[TEXT SEGMENT]

......

In Iran, prisoners report of tortures: «They forced us to rape each other while the guards were filming»
We spoke to several protesters who had just been released from Iranian prisons, and experienced tortures by guards: «They deprived us of our dignity», one said. «They pushed us to think about suicide», another one reported
The voice message comes in Persian. It is four minutes of metallic, monotonous voice. Flowing words alternating with long silences and sighs. We get it translated. «Good morning, I am Ali (fictitious name, ed.), I am 42 years old and a taxi driver».
We have been trying to talk to him for a week. We know he just got out of jail, and we know he is one of the few willing to talk about what he has suffered, seen and heard. «I was arrested in front of Isfahan University (in central Iran, ed.) in late October. I was supporting students in the protests against dictator Khamenei».

......

[RECORDED DATA]
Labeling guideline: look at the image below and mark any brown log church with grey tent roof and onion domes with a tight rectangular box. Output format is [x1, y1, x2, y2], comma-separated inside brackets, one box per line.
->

......

[TASK DIRECTIONS]
Answer these about the article on released Iranian prisoners:
1. What language is the voice message in?
2. How old is the man who sends it, and what is his job?
3. Where and when was he arrested?

[REPLY]
1. Persian
2. 42 years old; a taxi driver
3. In front of Isfahan University, in late October